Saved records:
◆ ◆ ◆ ◆

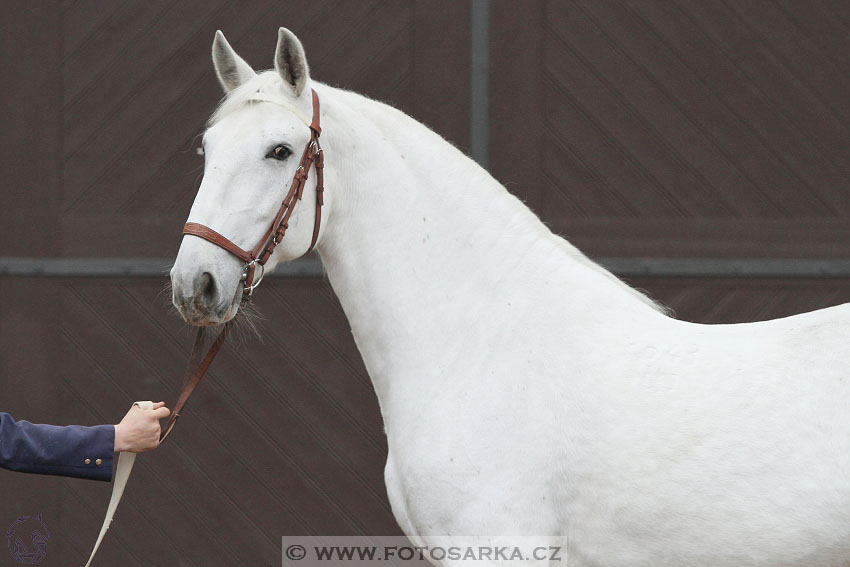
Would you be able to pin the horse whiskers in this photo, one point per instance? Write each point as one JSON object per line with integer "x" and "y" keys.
{"x": 248, "y": 322}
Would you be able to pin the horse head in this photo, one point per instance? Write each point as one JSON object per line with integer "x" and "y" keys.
{"x": 251, "y": 147}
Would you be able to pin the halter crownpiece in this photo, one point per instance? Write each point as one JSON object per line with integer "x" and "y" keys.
{"x": 260, "y": 254}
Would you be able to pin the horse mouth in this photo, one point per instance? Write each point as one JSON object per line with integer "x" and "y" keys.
{"x": 197, "y": 311}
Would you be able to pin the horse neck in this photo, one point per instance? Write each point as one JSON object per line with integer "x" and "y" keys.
{"x": 421, "y": 243}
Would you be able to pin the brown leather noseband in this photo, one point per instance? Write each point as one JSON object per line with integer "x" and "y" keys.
{"x": 260, "y": 254}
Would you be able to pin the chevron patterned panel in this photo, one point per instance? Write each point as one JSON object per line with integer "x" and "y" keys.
{"x": 740, "y": 300}
{"x": 686, "y": 117}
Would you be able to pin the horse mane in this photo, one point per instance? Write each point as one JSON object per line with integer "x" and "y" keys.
{"x": 269, "y": 84}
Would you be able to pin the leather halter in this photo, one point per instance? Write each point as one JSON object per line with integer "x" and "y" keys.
{"x": 258, "y": 256}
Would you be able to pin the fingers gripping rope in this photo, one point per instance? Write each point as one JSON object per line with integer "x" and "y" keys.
{"x": 122, "y": 475}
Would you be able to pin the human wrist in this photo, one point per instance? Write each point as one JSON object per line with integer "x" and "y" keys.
{"x": 120, "y": 443}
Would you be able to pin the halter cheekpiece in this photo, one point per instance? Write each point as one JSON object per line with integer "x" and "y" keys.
{"x": 260, "y": 254}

◆ ◆ ◆ ◆

• **WHAT THIS TASK INVOLVES**:
Copy every one of the items above word for word, leaving out the pictures.

• **FINISHED TASK**:
Would you be able to pin the horse whiskers in this photo, one point per instance? Write each point as one JSON object per line with integer "x" and "y" keys.
{"x": 248, "y": 322}
Would you be able to pin the horse head in this photo, one point per instance? Write each point as one JSON object per line with integer "x" and "y" keys.
{"x": 251, "y": 147}
Would you be able to pin the halter crownpiece in this photo, one point per instance? Write each point as one JSON object per line with integer "x" and "y" keys.
{"x": 260, "y": 254}
Would you be able to pin the horse mouth in this photo, one point per instance? Write each point as one JSON object per line with integer "x" and "y" keys.
{"x": 197, "y": 311}
Would you be able to pin the horse neck in this photo, one point per instance? Write each point as one JSON object per line with integer "x" and "y" keys.
{"x": 421, "y": 243}
Would you be able to pin the brown leather noseband in this photo, one point per instance? Write each point as one JSON object per line with integer "x" and "y" keys.
{"x": 260, "y": 254}
Would you be able to pin the chevron patterned panel in this photo, one point per instance? Write each point as one JSON object per line with integer "x" and "y" keys.
{"x": 740, "y": 300}
{"x": 686, "y": 117}
Would you be able to pin the horse mane in this photo, one point per instance? Write each point as one JSON object per line with integer "x" and "y" keys.
{"x": 269, "y": 84}
Would you be able to pin the leather halter in this photo, one point per instance? Write each point as one JSON object per line with integer "x" and "y" keys.
{"x": 258, "y": 256}
Would you be able to pin the fingers gripping rope in this photo, one point per instance? Write each point as one JSON object per line with integer "x" and "y" keys.
{"x": 122, "y": 475}
Would you be able to pin the human wrist in this photo, one point per instance? Write each point as one JSON object per line with integer "x" and "y" keys.
{"x": 120, "y": 443}
Would you be able to pin the halter cheekpiece in this photo, one point per instance? Write each point as one JSON object per line with integer "x" and "y" keys.
{"x": 260, "y": 254}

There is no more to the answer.